■ **What is needed**
Nothing but the lines from the one with "Please place a point on every instance of the man's arm" to the final line should be returned, each exactly as it appears.

[Items from a data source]
──────────

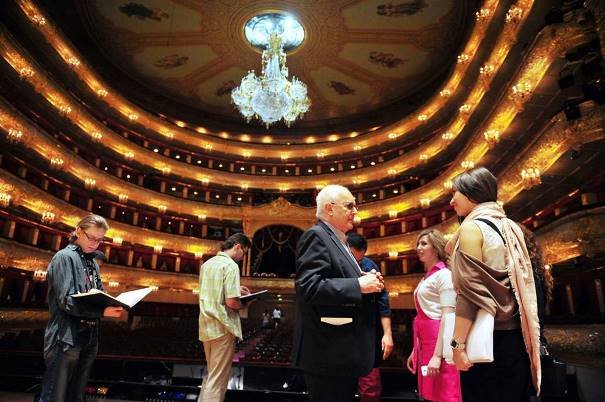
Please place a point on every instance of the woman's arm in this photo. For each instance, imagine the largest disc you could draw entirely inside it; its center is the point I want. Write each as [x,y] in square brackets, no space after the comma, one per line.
[435,362]
[471,242]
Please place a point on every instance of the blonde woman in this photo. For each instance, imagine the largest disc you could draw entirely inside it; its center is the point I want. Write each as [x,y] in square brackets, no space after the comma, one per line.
[434,298]
[72,333]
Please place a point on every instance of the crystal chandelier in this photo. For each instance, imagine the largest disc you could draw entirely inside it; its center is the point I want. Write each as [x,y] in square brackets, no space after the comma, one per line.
[271,97]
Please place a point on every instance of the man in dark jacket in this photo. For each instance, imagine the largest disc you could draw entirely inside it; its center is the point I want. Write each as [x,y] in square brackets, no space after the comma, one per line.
[335,329]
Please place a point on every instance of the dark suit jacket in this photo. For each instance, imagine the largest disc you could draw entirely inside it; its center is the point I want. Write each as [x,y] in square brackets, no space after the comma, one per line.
[327,286]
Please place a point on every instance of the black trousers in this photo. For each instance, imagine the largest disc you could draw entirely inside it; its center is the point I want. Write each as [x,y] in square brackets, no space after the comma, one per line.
[506,379]
[68,368]
[323,388]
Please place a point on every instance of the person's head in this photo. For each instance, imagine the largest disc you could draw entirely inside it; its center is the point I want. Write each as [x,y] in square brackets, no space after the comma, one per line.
[358,245]
[89,233]
[336,205]
[471,188]
[236,246]
[99,257]
[430,246]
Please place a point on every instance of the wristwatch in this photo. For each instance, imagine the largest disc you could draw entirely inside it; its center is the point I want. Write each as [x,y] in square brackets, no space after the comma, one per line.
[457,345]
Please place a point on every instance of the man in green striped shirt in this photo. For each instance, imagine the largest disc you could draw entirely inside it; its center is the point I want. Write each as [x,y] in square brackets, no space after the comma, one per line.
[219,322]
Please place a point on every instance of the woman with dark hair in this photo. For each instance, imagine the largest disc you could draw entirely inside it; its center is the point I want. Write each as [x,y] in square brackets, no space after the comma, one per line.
[434,297]
[72,334]
[491,271]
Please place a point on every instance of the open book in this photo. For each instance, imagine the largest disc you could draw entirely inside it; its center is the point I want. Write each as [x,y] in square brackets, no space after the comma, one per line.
[126,299]
[252,296]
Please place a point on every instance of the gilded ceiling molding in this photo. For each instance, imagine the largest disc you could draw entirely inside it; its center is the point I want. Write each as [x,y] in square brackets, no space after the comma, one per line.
[347,145]
[538,63]
[554,141]
[36,200]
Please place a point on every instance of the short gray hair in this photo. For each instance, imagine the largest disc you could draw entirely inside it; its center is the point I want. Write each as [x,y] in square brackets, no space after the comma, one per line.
[327,195]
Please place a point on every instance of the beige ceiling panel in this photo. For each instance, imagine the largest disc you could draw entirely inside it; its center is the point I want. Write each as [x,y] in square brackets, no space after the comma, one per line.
[172,62]
[149,16]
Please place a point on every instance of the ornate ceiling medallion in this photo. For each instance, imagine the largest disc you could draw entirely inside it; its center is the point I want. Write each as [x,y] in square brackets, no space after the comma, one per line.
[272,97]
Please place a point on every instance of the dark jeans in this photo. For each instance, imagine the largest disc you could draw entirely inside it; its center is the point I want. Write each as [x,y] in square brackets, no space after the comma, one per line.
[323,388]
[68,368]
[506,379]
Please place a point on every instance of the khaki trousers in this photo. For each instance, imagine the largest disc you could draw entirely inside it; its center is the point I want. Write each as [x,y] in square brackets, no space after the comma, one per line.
[219,355]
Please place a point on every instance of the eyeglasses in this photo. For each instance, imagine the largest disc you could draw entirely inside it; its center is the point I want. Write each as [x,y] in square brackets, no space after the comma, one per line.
[90,238]
[351,205]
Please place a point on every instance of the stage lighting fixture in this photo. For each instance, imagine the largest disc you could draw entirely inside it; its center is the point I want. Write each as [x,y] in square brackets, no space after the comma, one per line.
[566,76]
[595,91]
[572,111]
[592,64]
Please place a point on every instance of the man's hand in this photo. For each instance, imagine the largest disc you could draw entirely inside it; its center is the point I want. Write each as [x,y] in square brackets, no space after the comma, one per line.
[369,282]
[434,366]
[410,363]
[461,360]
[113,312]
[387,345]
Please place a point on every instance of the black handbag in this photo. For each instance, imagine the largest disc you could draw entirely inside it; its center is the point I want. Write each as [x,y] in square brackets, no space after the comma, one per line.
[554,376]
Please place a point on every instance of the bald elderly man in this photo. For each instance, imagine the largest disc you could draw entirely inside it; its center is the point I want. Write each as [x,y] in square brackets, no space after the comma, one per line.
[335,339]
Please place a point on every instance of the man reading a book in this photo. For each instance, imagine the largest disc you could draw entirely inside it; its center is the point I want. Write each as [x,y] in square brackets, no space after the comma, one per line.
[72,334]
[219,322]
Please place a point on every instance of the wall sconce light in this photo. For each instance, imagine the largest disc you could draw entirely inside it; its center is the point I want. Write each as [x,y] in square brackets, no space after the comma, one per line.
[14,135]
[73,62]
[56,162]
[482,14]
[25,72]
[530,177]
[425,202]
[445,93]
[90,183]
[514,15]
[39,275]
[467,165]
[465,109]
[64,110]
[96,136]
[463,58]
[47,217]
[5,199]
[447,136]
[38,19]
[492,137]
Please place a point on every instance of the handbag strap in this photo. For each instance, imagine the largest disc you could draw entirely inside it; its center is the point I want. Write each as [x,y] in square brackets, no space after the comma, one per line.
[493,226]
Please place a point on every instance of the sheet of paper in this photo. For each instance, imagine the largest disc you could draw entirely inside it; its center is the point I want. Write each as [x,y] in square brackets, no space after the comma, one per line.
[134,296]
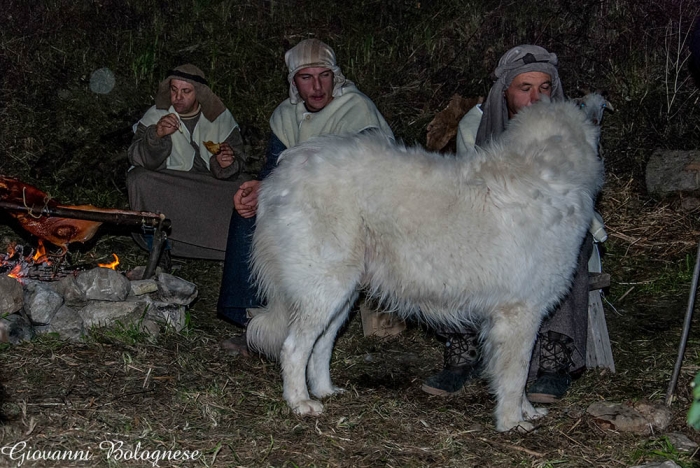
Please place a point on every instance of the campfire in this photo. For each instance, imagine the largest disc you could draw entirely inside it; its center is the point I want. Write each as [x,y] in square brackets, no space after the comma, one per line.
[42,293]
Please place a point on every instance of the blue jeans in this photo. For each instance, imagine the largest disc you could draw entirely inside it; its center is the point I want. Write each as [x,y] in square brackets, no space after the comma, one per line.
[237,290]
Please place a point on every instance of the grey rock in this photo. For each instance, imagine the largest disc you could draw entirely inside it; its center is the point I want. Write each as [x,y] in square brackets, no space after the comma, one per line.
[73,296]
[41,302]
[670,172]
[18,328]
[619,417]
[150,327]
[175,290]
[141,287]
[681,442]
[104,284]
[104,314]
[11,295]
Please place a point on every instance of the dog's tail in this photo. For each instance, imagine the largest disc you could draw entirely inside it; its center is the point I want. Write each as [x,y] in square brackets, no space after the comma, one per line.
[267,331]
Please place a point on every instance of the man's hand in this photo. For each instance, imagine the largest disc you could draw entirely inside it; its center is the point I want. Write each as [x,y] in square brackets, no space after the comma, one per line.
[246,198]
[225,156]
[167,125]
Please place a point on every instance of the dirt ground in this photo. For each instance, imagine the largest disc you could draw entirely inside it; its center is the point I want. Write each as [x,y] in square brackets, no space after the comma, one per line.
[182,392]
[119,399]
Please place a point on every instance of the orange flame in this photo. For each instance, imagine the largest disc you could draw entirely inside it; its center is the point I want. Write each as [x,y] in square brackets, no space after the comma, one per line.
[111,265]
[16,272]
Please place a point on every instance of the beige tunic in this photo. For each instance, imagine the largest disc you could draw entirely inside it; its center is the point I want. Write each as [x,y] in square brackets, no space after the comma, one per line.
[349,113]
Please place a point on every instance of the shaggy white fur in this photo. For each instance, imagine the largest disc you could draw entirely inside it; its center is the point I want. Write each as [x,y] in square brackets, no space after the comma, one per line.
[492,236]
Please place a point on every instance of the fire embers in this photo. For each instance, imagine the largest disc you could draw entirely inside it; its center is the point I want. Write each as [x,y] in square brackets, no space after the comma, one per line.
[22,261]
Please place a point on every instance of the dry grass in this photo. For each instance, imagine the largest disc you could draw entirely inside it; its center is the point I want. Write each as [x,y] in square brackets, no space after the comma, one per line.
[182,391]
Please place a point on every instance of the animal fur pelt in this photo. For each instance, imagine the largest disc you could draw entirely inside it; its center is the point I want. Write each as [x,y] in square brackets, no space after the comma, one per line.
[491,236]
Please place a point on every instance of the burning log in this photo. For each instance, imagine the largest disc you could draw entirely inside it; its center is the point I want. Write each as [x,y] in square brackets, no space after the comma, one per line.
[47,219]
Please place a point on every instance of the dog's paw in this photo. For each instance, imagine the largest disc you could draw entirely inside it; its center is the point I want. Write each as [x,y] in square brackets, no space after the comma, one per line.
[308,408]
[327,391]
[534,413]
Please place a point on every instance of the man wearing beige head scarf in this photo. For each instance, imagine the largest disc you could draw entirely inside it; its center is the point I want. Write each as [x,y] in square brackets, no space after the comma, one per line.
[524,75]
[321,101]
[174,173]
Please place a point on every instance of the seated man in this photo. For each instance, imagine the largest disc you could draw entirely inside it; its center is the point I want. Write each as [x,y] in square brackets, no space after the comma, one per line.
[174,173]
[321,101]
[523,75]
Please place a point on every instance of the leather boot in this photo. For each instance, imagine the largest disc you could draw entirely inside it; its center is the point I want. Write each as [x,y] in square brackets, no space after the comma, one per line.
[554,372]
[462,363]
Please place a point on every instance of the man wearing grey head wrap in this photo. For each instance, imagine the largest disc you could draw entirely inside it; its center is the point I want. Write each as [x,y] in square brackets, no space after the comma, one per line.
[524,74]
[321,101]
[174,173]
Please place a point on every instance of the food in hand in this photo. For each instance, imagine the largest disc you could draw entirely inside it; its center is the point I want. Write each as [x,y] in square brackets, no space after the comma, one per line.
[214,148]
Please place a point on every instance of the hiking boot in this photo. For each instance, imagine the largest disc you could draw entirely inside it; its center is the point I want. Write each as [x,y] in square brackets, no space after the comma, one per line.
[462,364]
[553,375]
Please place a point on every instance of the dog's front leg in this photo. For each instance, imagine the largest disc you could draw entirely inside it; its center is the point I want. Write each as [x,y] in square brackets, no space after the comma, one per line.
[294,359]
[508,347]
[319,373]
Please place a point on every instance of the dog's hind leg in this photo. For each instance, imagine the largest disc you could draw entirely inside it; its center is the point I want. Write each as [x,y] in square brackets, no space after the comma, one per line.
[318,371]
[310,324]
[508,344]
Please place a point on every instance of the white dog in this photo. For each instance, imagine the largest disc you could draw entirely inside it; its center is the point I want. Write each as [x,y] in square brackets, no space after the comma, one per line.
[492,236]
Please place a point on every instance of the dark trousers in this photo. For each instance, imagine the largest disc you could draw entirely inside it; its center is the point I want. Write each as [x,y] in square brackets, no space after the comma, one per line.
[237,289]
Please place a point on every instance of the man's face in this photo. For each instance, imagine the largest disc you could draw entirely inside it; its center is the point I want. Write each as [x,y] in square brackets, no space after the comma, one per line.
[526,89]
[315,87]
[182,96]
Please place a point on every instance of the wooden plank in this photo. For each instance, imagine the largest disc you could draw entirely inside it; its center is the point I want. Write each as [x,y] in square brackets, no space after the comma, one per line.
[598,281]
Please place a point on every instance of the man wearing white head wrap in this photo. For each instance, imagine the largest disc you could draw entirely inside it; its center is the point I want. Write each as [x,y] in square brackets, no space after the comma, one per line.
[321,101]
[174,173]
[524,74]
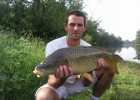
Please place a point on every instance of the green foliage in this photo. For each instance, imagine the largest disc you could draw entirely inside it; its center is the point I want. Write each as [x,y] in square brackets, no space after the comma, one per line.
[18,57]
[45,19]
[137,40]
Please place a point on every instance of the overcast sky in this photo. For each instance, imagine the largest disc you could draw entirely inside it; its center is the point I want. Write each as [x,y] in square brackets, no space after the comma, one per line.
[118,17]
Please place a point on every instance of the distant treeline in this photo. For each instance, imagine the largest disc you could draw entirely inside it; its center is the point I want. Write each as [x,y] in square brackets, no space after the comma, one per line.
[45,19]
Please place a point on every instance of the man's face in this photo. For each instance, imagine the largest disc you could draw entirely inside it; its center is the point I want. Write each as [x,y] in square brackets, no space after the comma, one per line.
[75,27]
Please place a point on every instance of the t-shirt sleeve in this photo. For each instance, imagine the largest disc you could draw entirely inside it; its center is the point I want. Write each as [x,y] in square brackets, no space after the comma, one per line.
[50,48]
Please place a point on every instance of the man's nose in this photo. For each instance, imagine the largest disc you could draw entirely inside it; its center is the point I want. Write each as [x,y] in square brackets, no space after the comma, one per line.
[76,27]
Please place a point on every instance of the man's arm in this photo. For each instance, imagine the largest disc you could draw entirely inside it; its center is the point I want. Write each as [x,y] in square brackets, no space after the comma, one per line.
[60,76]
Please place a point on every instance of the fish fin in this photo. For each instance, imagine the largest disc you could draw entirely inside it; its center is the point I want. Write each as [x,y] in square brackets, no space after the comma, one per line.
[88,76]
[78,76]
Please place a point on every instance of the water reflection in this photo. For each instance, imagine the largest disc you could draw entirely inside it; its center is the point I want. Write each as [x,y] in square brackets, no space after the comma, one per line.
[128,53]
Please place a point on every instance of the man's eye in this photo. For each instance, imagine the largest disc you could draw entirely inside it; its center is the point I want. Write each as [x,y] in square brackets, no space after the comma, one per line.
[80,25]
[72,24]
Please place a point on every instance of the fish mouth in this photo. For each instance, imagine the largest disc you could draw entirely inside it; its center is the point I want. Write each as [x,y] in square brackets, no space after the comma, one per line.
[38,73]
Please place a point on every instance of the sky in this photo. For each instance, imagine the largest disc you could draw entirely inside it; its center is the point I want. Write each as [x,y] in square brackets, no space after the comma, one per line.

──────────

■ **The answer**
Please place a point on every instance of the man's arm in this photo. For each instance, imagine the largest disc you could draw entirely inside it; its center is the point I want. Write each as [x,y] in square brackets, no space after the comma, one per line.
[60,76]
Please place a point on every instance of the fish fin in this photo. For each instance, imagine the largest disc you could draw entirely inside it; its center is the point I want. Write each as [x,y] in square brackets, no space after the comma, one per line.
[88,76]
[78,76]
Please place a point on every instance of the water reflection in this photo. For each instance, imagine the largest disc you could draw entirely inside it; its center is the point I want. Write each as [x,y] in square brackets, no space after the comma, one per line.
[128,53]
Please place a point on every instance of the man's eye in this photo. For each instance, imagine the largest disc you could draw entirely inside it; its center is the point I want. Write each as [x,y] in square brackets, no space after the comma, one per line.
[80,25]
[72,24]
Please place a point on every instance of the fish mouth in this photo. For each instance, imagine the largest disc you could draw entirely inside it; its center is the point I want. Write each as [x,y] in square brackets, no space after the comma, one per line.
[38,73]
Please place a point on every instance of the sky in this photo. For each instance, imagine the largest disc you could draw entirely inside it; its center is the point I want. Write each as [x,y] in square brackets, no space after the comma, one per line.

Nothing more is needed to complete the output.